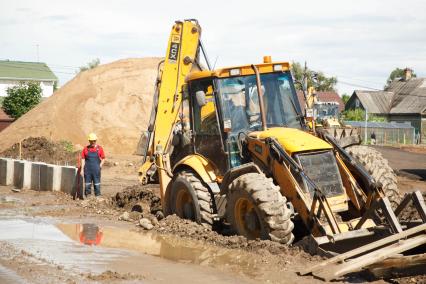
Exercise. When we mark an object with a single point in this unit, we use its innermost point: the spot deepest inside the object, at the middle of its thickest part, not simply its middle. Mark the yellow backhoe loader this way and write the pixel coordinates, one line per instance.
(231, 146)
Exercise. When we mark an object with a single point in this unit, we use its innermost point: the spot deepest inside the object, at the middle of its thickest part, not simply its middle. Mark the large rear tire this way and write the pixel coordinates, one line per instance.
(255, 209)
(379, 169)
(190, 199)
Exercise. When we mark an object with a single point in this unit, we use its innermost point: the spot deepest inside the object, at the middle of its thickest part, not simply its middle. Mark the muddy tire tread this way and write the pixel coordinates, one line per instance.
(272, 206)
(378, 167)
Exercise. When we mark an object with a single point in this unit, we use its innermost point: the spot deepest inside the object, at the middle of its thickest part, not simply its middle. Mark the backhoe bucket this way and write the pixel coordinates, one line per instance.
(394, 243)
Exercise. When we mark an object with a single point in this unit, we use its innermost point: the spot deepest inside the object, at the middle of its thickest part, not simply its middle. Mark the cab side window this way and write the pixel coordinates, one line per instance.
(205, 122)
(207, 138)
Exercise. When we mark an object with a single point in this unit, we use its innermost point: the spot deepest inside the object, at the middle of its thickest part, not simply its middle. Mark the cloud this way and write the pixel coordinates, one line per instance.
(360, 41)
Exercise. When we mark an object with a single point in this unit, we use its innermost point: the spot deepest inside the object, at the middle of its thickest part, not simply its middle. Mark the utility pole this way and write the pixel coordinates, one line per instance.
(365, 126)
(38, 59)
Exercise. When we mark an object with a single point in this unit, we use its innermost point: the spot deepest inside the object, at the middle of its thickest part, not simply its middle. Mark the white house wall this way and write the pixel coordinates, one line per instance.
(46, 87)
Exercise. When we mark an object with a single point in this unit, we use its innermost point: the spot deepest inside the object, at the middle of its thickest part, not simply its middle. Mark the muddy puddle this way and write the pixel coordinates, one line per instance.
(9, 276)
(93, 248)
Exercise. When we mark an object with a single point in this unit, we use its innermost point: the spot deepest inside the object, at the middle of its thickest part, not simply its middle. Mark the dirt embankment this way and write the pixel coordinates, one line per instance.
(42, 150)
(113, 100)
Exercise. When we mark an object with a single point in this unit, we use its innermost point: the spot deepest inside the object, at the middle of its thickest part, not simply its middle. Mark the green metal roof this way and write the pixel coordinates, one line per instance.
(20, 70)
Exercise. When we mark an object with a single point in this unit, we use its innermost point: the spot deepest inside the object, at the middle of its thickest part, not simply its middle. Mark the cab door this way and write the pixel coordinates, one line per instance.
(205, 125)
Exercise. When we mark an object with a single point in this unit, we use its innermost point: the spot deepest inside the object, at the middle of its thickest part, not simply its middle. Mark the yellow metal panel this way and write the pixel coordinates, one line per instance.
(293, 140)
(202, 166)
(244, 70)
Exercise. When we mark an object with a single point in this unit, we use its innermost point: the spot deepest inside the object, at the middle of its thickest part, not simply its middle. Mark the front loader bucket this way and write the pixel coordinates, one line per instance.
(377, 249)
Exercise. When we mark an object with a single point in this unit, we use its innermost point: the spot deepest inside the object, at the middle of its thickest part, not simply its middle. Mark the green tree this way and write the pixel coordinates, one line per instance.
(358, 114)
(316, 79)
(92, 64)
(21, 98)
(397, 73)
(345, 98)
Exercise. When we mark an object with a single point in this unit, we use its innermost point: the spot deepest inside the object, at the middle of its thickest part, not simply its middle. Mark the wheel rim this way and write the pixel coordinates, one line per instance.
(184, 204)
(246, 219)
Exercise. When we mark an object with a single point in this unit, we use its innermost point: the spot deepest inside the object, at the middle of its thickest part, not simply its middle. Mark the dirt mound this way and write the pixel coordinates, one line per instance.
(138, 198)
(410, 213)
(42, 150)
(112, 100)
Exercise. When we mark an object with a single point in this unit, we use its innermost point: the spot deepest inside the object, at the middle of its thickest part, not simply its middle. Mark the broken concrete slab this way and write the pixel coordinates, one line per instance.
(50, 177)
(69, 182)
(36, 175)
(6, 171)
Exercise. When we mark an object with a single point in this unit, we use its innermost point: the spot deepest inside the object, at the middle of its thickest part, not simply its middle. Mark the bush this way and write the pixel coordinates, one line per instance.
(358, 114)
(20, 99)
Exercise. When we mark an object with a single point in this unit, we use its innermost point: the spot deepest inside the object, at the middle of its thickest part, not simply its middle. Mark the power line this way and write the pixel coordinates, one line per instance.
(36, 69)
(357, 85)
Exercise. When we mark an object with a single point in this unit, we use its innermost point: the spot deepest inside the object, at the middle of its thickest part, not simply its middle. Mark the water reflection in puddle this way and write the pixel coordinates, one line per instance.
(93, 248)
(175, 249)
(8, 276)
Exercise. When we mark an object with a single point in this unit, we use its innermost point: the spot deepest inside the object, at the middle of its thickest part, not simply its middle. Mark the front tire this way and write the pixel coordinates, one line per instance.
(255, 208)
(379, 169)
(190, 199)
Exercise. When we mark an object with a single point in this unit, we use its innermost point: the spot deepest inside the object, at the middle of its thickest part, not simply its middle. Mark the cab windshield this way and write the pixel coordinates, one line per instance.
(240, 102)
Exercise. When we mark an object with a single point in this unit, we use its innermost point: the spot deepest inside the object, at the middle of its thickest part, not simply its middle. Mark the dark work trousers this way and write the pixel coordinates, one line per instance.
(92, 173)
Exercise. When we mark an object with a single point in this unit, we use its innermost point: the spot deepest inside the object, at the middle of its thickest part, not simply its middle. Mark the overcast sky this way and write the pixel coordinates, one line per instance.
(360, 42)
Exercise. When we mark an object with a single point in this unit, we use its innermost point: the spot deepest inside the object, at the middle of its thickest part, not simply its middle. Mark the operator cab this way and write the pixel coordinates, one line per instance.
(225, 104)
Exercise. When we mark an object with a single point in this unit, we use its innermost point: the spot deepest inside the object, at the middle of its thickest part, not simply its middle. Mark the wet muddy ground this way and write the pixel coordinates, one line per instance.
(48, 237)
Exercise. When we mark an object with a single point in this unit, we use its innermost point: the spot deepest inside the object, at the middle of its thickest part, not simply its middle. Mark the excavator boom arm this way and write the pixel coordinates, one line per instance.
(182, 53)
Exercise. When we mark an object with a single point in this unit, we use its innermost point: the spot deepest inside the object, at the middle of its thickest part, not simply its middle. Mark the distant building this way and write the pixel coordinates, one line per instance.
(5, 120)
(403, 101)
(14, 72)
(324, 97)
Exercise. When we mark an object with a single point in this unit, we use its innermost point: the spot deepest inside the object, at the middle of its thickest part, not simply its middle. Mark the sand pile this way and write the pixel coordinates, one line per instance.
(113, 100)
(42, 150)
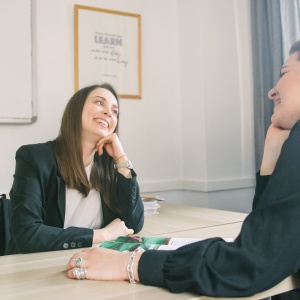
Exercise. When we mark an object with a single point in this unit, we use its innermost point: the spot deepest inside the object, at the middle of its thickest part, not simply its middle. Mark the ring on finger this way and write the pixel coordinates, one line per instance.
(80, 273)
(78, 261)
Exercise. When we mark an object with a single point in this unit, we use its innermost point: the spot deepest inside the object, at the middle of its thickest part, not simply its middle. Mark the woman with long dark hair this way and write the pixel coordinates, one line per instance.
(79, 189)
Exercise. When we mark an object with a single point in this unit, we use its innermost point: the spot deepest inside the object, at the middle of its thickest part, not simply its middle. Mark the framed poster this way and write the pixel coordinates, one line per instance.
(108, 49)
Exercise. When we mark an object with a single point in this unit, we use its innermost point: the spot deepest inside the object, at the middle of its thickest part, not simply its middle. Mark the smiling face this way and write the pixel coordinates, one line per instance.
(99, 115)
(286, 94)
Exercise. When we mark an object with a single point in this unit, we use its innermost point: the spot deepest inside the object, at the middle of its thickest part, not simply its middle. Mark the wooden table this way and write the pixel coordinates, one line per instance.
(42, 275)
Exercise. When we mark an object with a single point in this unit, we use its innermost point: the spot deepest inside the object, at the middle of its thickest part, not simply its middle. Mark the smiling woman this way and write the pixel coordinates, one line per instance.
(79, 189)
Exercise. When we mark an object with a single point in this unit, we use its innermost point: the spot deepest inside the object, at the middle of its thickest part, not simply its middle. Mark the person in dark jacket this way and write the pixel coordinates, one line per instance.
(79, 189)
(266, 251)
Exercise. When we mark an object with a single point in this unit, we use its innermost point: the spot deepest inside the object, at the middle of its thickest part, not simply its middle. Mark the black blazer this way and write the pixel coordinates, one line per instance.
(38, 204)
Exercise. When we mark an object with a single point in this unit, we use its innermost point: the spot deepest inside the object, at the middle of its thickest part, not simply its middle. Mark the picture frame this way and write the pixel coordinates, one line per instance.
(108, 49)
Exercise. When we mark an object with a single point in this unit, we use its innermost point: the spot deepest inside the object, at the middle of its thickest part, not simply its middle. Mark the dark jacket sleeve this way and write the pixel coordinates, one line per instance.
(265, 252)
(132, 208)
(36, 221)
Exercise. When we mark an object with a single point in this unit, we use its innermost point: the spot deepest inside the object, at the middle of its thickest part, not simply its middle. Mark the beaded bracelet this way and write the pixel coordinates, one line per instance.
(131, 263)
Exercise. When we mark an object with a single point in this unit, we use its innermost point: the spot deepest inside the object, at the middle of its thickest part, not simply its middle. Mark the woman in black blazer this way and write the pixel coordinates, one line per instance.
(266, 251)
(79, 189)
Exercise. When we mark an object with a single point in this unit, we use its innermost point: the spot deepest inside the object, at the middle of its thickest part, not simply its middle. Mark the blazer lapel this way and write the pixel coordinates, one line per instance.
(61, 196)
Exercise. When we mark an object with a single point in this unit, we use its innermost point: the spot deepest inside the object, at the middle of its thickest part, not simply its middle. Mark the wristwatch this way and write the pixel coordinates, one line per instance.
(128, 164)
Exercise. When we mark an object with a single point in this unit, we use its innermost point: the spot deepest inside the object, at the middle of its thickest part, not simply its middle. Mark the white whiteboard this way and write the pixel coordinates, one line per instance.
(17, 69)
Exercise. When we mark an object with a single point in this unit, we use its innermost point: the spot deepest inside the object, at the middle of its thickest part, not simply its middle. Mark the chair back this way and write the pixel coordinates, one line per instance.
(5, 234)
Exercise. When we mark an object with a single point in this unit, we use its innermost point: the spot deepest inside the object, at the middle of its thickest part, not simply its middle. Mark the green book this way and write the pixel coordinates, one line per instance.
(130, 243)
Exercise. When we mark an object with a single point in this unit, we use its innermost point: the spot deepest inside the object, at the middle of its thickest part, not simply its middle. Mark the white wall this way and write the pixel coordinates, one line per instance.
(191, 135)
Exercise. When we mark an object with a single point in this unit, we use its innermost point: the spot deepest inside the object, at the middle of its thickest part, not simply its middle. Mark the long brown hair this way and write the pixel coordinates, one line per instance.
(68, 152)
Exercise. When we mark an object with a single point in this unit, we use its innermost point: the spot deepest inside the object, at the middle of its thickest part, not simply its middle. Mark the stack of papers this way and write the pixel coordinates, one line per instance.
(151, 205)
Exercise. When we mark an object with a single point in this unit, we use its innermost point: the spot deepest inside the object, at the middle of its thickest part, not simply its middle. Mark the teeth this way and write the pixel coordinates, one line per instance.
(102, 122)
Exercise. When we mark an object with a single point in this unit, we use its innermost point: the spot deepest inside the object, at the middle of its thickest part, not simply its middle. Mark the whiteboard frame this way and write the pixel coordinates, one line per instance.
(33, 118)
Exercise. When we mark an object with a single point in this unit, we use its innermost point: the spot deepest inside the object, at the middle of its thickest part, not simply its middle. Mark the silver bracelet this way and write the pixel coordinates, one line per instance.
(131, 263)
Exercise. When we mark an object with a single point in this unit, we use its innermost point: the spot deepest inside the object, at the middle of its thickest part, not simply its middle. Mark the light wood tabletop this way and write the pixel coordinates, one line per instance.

- GIVEN EXERCISE -
Nothing but the lines from the one with "Mark the whiteboard" through the end of the data above should be repeated, each exactly as it stands.

- THE RESULT -
Exercise. When we mark an object with a single point in this unit, we use its innermost point: the spot deepest inside the object, at the middle of its thickest part, not simply its middle. Mark the whiteboard frame this way and write the pixel coordinates, one line per instance.
(33, 118)
Exercise. When we mark an object with a single point in this unit, we use its innermost point: the spot deepest inside the object, at the middle of its thickest part, not simply its middle. Mark the silver bracelet this way and write the pixel coordinates, one line per instance.
(131, 263)
Exercise. When we mark an object with a single point in this unit, we use its innermost point: the spot deepest inside the object, at the middle of its thickest part, not simply its middle. Mark the light wood tabletop this way and write the pixel coordinates, one line per instance.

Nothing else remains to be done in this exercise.